[Coordinate annotation entries]
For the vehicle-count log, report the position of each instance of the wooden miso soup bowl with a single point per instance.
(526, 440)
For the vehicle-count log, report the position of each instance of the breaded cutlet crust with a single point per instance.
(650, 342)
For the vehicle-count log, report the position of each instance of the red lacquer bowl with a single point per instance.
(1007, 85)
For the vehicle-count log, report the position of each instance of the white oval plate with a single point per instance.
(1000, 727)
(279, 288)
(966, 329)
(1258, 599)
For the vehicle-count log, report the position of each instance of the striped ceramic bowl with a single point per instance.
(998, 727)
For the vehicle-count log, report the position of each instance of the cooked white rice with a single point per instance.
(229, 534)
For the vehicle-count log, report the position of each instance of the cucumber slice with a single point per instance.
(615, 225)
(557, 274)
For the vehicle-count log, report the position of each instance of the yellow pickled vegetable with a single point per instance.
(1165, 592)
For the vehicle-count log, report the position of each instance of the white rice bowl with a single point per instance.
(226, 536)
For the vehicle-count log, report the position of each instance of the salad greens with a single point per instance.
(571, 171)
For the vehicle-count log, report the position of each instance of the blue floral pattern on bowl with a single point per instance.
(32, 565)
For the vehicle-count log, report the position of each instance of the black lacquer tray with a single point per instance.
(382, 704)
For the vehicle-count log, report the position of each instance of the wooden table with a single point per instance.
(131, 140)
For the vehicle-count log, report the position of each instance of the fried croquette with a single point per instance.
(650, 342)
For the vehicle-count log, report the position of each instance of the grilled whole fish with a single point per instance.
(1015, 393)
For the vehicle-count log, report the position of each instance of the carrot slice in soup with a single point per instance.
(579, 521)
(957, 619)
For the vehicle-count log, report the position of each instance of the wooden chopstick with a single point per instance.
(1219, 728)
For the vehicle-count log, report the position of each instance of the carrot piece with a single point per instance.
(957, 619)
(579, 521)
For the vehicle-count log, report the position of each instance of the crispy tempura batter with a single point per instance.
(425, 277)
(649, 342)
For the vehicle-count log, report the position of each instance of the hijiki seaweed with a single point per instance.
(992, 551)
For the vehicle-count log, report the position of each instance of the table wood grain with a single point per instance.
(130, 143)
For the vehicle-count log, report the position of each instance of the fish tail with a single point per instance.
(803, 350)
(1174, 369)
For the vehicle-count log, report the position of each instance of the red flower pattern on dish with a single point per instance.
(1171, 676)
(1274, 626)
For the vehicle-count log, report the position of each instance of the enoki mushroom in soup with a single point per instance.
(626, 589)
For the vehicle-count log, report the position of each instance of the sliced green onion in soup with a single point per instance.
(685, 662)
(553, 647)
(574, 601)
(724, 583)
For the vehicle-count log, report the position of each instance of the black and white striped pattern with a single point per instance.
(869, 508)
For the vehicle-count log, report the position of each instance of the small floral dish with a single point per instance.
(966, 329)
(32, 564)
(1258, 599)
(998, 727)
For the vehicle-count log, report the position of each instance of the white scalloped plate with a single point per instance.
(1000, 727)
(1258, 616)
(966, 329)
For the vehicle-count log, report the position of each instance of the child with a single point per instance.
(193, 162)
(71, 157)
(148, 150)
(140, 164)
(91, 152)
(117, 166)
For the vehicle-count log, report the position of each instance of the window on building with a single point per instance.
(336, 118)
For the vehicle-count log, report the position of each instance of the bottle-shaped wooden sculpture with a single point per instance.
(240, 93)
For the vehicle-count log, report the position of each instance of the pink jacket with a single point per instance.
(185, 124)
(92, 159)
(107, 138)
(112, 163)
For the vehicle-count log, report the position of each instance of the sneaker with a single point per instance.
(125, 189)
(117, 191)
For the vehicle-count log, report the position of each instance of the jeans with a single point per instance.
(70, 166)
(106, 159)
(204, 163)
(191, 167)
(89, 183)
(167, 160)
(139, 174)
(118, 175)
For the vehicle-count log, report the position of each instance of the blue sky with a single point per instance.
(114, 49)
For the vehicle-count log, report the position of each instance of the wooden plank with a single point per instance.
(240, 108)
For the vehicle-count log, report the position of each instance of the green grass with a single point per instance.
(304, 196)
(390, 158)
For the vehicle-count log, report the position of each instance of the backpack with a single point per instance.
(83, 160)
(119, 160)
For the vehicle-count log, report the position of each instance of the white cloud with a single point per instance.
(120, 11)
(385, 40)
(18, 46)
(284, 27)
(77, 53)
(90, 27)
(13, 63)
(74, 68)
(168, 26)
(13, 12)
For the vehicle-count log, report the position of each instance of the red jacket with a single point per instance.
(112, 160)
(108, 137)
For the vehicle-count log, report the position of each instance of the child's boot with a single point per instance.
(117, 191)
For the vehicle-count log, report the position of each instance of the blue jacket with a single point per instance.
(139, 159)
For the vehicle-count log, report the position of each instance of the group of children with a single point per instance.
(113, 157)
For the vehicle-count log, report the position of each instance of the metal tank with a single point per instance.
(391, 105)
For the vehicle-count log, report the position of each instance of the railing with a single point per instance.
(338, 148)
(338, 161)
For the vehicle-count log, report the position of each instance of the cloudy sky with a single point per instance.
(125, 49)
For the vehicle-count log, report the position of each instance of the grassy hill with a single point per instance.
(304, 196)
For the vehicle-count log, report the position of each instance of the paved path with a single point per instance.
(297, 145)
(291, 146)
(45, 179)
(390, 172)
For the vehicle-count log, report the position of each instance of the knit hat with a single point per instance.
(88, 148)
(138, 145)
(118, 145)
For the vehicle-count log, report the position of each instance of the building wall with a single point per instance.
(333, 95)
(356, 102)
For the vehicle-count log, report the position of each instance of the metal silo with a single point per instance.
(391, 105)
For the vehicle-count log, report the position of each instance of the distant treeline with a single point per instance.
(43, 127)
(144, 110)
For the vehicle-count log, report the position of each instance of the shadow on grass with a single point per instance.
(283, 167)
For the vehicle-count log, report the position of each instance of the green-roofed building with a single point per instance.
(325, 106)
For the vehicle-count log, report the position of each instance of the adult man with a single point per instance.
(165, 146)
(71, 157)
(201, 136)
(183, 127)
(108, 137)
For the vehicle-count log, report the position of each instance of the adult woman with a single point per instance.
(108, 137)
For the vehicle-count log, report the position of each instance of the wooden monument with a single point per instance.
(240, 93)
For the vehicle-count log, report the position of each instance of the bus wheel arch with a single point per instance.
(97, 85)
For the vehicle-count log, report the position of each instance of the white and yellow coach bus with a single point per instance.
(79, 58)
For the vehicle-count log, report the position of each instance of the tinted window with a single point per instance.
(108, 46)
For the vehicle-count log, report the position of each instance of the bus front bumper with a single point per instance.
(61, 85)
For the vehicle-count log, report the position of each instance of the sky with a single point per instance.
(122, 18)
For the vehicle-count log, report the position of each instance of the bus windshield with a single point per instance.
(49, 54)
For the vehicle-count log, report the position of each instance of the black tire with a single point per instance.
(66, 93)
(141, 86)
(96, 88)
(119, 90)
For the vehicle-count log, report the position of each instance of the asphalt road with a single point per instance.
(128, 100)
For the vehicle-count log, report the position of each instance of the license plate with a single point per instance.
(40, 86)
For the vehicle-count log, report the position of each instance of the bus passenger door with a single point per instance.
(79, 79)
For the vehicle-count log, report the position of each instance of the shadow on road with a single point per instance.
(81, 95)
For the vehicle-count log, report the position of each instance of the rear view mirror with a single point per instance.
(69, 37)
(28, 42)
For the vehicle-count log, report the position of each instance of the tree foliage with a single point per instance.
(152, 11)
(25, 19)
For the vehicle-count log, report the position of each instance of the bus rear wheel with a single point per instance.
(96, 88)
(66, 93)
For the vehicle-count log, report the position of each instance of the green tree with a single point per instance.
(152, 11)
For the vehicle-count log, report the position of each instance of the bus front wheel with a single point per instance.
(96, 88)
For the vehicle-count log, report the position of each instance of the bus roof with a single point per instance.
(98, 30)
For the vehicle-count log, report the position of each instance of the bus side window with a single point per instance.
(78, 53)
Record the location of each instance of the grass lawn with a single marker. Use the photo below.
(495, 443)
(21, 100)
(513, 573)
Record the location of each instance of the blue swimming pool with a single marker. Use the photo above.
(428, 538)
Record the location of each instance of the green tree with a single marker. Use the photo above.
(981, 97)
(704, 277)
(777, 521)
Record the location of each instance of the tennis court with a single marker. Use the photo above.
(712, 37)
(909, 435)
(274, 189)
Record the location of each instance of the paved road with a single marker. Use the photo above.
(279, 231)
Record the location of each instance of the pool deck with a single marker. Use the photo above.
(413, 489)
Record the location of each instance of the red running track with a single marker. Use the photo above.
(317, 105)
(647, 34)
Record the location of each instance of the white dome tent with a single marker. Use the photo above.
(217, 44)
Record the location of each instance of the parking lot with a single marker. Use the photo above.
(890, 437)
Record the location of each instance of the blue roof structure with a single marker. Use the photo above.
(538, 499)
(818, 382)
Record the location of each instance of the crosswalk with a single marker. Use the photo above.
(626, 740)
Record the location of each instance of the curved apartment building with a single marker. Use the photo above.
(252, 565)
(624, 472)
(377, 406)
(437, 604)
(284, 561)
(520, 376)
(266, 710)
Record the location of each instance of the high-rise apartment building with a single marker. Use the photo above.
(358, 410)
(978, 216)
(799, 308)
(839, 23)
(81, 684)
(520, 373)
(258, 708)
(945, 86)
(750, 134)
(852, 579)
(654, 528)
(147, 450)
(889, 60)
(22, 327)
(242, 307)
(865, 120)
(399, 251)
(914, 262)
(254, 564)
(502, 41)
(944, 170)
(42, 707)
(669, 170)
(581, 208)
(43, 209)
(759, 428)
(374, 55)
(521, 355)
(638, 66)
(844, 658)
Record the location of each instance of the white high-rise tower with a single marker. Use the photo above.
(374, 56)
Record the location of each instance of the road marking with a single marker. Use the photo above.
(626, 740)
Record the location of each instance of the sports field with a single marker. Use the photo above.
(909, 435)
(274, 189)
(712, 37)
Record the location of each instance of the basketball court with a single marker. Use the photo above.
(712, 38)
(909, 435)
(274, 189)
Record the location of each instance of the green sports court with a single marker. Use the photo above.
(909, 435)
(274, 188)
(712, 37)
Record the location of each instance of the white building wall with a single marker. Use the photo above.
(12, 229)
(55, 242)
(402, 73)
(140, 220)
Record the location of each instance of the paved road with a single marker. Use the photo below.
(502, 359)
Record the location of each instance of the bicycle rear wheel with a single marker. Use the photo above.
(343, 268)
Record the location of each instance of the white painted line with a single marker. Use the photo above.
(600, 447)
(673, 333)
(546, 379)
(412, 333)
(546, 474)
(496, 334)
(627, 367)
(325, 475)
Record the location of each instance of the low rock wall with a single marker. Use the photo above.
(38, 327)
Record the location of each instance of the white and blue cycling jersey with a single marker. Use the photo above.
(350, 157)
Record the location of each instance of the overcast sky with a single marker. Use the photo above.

## Problem statement
Rewrite the lines from the one containing "tail with a single point per instance." through the one containing "(1274, 626)", inclusive, changing "flower" to "blossom" and keeping everything else the same. Give only those lines.

## Solution
For the vehicle-count log, report the position of each instance of the fish tail with a single point per instance.
(803, 350)
(1174, 369)
For the vehicle-count log, report the position of each instance of the red blossom pattern on dish with a single point per instance.
(1171, 676)
(1274, 626)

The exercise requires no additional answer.